### GIVEN PASSAGE
How Yarmouk Came About: Israel's Unabashed Role in the Syrian Refugee Crisis
By Ramzy Baroud
When Zionist Haganah militias carried out Operation Yiftach on 19
May, 1948, the aim was to drive Palestinians in the northern Safad
District outside the border of Israel, which had declared its
independence a mere five days earlier. The ethnic cleansing of Safad and
its many villages was not unique to that area. In fact, it was the
modus operandi of Zionist militias throughout Palestine. Soon after
Israel's independence, and the conquering of historic Palestine, the
militias were joined together to form the "Israel Defence Forces".
Not all villages, however, were completely depopulated. Some
residents in villages like Qaytiyya, near the River Jordan, remained in
their homes. Living between two tributaries of the Jordan - the Hasbani
and Dan rivers - the villagers hoped that normality would return to
tranquil Qaytiyya once the war subsided.

### THE TASK
Write the next part of the article on how Yarmouk came about, picking up right after its last sentence.

### RECORD EXCERPTS
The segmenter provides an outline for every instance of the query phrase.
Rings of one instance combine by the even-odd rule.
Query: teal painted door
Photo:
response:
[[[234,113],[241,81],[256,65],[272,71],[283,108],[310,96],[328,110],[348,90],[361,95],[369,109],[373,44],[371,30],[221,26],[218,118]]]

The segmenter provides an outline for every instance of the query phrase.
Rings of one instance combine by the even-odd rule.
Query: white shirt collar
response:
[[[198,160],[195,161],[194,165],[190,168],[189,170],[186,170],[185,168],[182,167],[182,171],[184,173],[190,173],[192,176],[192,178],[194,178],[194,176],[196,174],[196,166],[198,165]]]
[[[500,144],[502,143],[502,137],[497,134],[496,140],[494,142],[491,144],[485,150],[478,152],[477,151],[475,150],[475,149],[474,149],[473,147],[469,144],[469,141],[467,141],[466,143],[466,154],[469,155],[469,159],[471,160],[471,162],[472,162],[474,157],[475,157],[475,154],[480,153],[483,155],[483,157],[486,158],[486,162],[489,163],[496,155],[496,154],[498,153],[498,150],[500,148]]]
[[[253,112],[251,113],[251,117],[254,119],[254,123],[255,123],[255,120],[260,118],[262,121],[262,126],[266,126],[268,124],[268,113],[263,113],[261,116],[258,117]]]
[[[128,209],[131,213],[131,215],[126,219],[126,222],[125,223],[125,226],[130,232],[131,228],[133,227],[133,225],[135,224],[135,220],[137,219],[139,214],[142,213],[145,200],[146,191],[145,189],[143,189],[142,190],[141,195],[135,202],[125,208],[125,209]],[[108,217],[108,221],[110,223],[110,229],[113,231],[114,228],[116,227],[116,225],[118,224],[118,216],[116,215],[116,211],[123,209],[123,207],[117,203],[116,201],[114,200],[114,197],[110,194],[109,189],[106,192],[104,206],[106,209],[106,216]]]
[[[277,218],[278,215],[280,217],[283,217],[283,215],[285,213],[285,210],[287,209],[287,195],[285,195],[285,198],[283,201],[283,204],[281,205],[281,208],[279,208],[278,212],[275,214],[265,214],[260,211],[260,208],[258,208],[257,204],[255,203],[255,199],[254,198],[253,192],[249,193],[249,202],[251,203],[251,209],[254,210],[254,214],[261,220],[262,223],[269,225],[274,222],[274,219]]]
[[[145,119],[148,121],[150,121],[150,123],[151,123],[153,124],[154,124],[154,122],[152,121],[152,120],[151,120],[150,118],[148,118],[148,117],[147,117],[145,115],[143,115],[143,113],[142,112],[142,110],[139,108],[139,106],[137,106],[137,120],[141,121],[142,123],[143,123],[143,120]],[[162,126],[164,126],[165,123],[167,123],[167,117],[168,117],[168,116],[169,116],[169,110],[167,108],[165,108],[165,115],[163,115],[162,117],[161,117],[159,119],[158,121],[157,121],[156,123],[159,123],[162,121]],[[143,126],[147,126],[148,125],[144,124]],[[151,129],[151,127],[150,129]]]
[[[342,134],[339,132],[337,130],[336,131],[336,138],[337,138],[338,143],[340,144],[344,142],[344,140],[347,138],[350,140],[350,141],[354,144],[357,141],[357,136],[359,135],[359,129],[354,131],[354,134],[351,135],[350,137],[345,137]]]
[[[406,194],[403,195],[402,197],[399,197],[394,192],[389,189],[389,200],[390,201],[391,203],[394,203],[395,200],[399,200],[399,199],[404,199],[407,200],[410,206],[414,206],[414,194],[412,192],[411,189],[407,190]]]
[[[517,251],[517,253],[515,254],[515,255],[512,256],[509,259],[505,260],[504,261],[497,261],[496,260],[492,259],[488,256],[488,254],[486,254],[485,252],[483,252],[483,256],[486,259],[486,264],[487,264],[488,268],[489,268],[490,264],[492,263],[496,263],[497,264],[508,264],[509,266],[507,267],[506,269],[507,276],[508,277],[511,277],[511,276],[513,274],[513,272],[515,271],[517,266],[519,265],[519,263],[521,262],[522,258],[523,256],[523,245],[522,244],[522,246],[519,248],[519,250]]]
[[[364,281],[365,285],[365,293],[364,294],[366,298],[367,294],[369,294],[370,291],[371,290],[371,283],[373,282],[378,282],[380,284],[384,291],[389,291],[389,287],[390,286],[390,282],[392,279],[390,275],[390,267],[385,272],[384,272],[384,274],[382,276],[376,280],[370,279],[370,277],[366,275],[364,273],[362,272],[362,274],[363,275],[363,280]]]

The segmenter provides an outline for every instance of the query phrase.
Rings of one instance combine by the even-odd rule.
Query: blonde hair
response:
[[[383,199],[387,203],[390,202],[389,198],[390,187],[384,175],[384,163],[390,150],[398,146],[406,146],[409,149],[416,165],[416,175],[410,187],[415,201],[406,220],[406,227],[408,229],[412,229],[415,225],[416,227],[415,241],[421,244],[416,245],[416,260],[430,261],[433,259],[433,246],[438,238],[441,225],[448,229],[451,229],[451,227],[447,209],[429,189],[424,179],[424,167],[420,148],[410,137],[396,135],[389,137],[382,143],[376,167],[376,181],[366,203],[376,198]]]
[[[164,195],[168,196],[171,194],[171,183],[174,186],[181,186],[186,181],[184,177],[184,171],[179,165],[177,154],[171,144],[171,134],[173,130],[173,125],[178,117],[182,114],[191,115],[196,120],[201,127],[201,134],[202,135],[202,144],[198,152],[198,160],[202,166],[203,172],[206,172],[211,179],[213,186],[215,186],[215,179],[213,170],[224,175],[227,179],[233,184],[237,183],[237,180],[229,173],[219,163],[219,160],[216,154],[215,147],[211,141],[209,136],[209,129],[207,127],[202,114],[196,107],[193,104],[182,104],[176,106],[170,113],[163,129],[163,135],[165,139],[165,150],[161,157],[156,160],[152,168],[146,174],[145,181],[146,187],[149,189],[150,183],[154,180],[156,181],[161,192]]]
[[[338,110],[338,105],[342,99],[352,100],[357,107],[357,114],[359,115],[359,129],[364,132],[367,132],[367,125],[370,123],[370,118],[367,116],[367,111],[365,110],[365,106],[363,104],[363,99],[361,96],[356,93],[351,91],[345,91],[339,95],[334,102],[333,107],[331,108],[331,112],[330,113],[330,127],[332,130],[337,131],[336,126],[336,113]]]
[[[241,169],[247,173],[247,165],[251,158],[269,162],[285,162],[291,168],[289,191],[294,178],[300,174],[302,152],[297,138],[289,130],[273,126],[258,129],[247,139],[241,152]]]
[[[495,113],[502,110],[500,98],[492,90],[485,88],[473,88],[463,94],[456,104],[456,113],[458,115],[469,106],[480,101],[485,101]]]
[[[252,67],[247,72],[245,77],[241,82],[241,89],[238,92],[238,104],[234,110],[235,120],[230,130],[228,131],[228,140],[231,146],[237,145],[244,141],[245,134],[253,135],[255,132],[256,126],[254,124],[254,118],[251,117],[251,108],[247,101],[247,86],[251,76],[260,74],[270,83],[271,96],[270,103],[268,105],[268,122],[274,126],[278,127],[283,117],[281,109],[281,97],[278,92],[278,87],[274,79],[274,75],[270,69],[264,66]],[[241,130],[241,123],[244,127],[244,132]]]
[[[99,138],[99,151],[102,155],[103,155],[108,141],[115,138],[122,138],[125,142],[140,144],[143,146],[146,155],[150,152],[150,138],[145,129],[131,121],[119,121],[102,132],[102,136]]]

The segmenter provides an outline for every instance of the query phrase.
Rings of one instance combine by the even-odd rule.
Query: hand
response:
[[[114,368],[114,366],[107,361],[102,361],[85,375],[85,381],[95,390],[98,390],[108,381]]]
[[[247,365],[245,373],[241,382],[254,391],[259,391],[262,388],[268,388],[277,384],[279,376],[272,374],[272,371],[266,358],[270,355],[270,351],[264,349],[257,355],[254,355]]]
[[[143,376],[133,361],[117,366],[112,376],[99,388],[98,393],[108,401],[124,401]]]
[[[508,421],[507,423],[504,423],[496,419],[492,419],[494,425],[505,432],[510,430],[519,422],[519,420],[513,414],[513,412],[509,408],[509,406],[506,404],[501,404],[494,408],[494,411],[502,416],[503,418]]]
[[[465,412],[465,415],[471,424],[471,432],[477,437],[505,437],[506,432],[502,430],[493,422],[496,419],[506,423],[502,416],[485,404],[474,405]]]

### OUTPUT OF THE TASK
Their fate, however, was worse than that of those who were forced
out, or who fled for fear of what terrors the future might hold. Israeli
forces returned nearly a year later, rounded the remaining villagers
into large trucks, tortured many and dumped them somewhere south of
Safad. Little is known about what happened, but many of those who
survived ended up in Yarmouk refugee camp in Syria.
Yarmouk was not established until 1957, and even then it was not an
"official" refugee camp. Many of its inhabitants were squatters in
Sahl Al-Yarmouk and other areas, before they were brought to Shaghour
Al-Basatin, near Ghouta. The area was renamed Yarmouk.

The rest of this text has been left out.